→ **Task goal**
What you write must match, character for character, the lines from the one with "Where can the pink" down to the one with "Where can the rippled" in the listing below, minus its pictures.

⁂

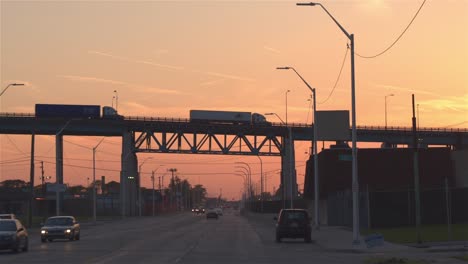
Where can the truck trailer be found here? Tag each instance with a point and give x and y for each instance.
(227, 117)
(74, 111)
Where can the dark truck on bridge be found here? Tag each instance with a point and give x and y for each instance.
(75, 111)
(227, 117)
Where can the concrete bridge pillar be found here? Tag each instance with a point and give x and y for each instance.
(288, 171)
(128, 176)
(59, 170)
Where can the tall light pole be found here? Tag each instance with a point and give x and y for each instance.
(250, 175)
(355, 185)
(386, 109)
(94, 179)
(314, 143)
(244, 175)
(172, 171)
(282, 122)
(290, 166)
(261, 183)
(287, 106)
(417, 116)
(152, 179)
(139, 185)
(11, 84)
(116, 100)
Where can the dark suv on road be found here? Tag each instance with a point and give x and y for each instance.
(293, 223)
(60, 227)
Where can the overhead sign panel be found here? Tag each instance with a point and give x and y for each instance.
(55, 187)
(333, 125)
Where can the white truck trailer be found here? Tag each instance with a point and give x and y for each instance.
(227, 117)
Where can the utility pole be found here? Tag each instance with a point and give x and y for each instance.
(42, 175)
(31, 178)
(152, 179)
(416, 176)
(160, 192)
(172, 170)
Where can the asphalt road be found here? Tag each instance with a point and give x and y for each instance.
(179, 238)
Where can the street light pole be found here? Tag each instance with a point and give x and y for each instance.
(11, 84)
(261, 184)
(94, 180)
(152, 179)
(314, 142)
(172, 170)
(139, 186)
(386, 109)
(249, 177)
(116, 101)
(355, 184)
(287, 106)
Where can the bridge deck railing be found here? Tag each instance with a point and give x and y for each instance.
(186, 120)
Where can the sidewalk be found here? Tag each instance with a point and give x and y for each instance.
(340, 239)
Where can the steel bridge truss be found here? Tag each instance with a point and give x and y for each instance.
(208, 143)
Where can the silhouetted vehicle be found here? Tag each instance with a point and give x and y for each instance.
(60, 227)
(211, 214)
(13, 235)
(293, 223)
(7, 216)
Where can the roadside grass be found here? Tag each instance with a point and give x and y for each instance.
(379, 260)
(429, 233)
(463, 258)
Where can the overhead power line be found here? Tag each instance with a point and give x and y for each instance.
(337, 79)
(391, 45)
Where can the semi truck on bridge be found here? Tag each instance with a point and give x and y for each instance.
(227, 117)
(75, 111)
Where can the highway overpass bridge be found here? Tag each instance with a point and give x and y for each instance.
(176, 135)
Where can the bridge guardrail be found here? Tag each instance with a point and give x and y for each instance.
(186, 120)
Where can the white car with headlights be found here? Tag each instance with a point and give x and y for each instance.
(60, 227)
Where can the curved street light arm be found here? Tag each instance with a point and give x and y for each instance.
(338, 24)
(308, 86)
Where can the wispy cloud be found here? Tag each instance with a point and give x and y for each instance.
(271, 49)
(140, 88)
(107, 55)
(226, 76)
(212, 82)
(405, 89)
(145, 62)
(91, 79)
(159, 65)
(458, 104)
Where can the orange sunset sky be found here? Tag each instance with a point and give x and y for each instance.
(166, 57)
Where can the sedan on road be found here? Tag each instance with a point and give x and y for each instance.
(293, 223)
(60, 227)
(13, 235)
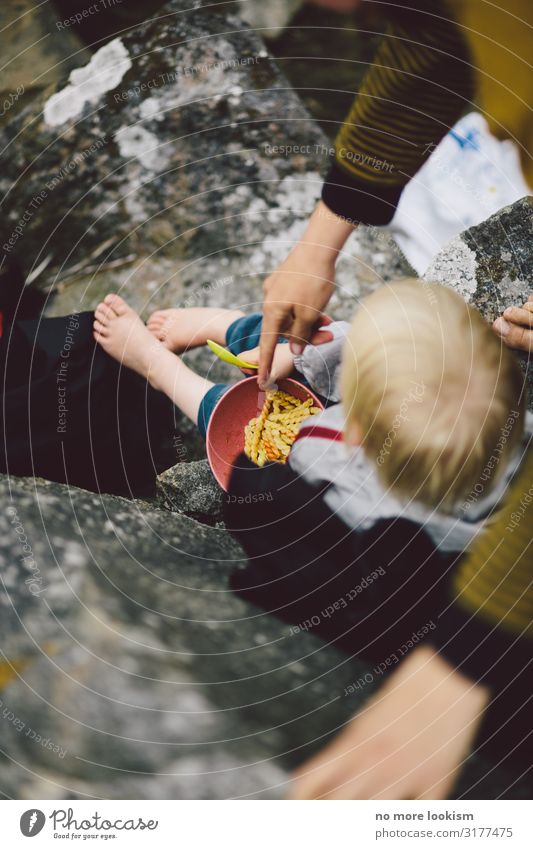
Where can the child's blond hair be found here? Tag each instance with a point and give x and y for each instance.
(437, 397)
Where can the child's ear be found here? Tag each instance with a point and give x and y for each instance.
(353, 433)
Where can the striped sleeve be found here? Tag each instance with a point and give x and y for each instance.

⁂

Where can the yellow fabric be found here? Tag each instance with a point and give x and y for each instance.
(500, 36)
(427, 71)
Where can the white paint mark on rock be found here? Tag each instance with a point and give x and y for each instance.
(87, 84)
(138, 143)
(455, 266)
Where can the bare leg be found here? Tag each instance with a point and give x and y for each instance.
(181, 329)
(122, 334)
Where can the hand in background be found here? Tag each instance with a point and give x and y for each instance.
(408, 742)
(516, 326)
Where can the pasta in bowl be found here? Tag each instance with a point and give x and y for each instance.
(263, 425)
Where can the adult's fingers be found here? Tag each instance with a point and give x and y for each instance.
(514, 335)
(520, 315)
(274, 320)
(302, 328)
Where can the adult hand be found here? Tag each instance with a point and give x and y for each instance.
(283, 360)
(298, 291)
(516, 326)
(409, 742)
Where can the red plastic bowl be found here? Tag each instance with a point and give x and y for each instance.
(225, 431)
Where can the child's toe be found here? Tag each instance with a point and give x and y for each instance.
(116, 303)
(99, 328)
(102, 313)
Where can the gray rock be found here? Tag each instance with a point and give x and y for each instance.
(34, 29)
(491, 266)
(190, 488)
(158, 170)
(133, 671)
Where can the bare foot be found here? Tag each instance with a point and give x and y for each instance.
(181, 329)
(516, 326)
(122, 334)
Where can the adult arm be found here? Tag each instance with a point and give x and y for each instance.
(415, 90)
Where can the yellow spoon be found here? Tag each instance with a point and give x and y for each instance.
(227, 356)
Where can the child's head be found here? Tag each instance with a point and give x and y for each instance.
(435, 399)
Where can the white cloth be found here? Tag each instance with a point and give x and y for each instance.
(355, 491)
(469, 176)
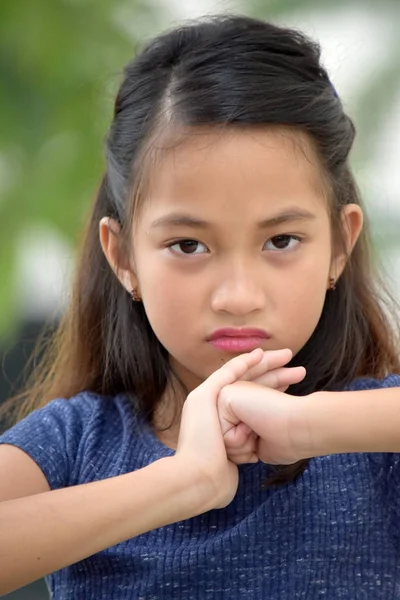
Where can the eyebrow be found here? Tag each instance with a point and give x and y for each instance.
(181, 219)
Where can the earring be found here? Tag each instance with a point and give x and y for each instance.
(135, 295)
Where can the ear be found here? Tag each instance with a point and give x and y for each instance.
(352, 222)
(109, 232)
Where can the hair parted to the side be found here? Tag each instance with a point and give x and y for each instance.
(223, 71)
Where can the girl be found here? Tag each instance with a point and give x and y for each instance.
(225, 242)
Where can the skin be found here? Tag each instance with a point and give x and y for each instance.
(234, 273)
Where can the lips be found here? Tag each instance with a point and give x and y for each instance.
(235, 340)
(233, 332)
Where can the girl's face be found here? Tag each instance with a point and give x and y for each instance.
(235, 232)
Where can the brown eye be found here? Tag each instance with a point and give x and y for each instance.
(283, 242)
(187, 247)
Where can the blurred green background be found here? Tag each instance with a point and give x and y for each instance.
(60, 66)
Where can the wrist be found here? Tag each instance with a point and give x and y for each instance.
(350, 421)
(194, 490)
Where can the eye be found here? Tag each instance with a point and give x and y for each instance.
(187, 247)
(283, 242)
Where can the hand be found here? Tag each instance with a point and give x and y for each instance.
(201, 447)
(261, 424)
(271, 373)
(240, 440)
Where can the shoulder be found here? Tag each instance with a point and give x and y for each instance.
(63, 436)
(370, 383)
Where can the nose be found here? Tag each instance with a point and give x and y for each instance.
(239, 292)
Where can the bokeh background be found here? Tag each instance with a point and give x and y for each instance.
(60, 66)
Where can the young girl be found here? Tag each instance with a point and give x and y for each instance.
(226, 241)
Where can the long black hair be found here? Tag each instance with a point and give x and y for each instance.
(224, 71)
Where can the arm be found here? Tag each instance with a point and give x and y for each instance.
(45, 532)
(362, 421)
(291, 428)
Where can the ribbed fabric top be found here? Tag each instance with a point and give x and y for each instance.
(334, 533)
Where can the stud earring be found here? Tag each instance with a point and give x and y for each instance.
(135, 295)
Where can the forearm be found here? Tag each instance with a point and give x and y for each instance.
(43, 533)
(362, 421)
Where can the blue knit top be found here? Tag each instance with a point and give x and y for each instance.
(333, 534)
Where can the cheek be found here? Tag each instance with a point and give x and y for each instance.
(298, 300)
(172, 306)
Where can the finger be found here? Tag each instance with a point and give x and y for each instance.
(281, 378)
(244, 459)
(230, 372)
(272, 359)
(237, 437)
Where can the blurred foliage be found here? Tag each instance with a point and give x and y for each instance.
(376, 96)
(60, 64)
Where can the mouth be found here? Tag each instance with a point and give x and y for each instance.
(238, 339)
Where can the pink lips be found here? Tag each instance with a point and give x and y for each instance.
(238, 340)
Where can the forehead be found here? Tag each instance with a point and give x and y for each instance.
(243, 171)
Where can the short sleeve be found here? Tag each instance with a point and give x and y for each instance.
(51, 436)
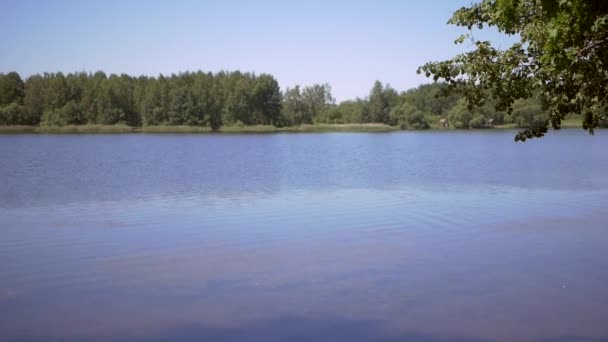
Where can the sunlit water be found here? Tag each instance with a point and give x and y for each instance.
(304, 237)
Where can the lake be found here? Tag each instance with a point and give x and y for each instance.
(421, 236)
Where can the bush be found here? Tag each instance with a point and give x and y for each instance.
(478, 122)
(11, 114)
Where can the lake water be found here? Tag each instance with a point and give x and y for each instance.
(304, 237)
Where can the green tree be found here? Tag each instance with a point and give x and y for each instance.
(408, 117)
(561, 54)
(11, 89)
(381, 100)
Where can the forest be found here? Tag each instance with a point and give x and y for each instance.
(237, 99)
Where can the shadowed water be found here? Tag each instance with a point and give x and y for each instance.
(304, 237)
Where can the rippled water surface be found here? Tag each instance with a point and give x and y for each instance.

⁂

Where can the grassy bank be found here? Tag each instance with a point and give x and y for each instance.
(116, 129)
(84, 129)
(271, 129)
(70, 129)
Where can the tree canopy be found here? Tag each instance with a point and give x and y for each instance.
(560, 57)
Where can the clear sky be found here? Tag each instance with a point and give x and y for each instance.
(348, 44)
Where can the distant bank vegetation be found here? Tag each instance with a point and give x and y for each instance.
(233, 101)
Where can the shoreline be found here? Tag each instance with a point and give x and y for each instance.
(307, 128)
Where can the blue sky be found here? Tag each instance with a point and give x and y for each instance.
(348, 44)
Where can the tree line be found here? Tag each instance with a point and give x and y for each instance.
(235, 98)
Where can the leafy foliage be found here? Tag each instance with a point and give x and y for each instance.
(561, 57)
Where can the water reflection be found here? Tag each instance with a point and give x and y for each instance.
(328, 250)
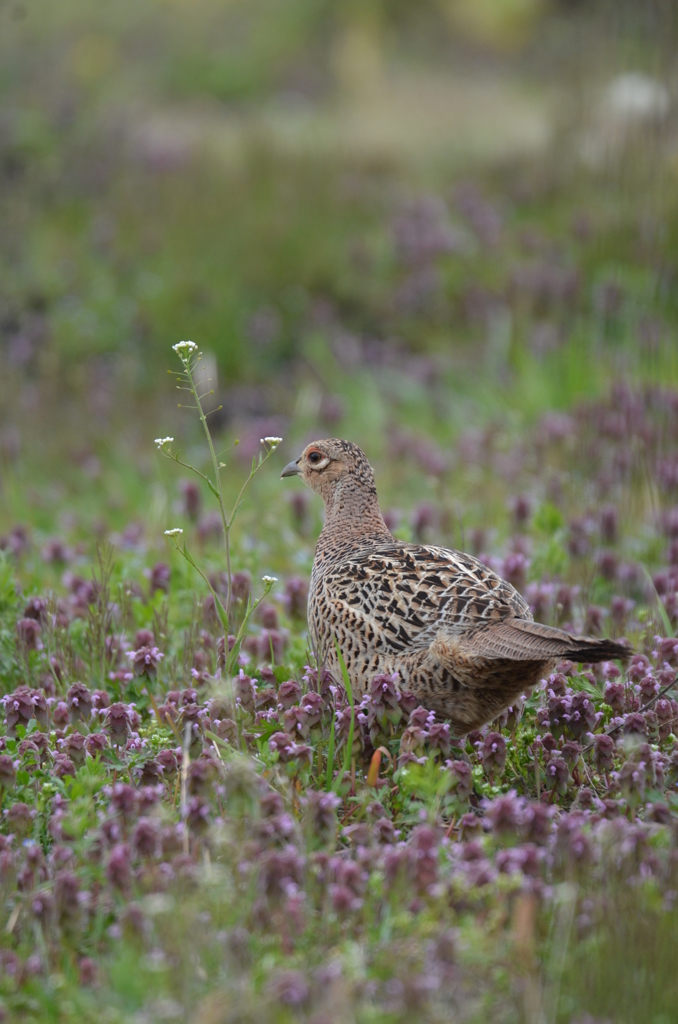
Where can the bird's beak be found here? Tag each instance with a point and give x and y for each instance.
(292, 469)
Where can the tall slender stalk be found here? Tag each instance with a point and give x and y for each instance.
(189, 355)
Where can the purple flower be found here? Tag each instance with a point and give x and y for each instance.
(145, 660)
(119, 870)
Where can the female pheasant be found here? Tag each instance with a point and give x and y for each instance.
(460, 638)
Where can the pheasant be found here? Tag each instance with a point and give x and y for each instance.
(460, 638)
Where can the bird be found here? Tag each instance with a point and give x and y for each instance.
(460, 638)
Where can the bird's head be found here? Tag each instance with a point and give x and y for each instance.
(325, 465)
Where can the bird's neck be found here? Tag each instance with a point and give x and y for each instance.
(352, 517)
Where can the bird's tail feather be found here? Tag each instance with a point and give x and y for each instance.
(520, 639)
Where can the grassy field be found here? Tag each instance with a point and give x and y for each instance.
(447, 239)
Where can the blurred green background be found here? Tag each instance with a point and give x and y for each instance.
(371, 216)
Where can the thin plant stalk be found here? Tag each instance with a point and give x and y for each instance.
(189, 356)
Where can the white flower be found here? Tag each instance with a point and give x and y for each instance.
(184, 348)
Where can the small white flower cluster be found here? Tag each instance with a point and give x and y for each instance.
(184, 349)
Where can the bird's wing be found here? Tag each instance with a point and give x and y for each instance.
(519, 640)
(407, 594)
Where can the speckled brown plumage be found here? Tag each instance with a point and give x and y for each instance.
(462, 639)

⁂

→ **Final answer**
Where can the pink lips be found here? Tag each instance with a point and give x and y for each instance.
(238, 340)
Where can the forehead be found here? Tag each instance with a point and give x and y for each instance.
(243, 171)
Where can the short sleeve be found here? Tag each instance with a point and give x and y for each instance.
(51, 436)
Where can the sunlit water be found here? Tag each instance with a point and give x and y for each instance.
(304, 237)
Where can the lake be found here? Tag each instance with a point and give x and y for each instance.
(421, 236)
Where can the bush be found here? Tag each instance with a point and give x and y for each instance.
(478, 122)
(11, 114)
Where can the lake water be found here? Tag each instance with a point and give x and y for each instance.
(304, 237)
Where can the green tree be found here? Tag each instance with a point and give x and y for each instance.
(408, 117)
(561, 54)
(11, 89)
(381, 100)
Where can the forest be found here? Tag each instance with a point and give x and y for each instance.
(237, 99)
Where can the shadowed water be found here? Tag each instance with a point and give x and y for each instance.
(304, 237)
Where can the rippled water surface be found here? Tag each instance with a point and give x and y for each instance.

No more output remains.